» Aim of the task
A copy is needed of each line in the records that has the word "sand".

[Entries provided Boundary: Start]

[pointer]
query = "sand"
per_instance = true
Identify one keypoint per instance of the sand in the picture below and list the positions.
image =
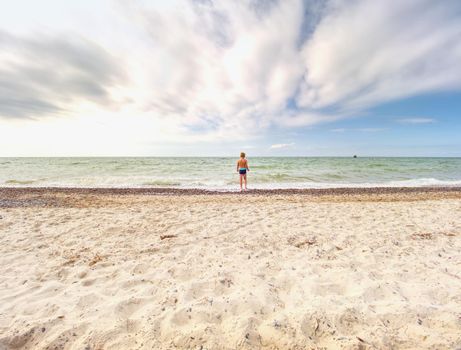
(88, 269)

[Entries provided Boundary: End]

» Written answer
query = "sand"
Identify one keypoint per instance of the sand in the picture below and list the positions.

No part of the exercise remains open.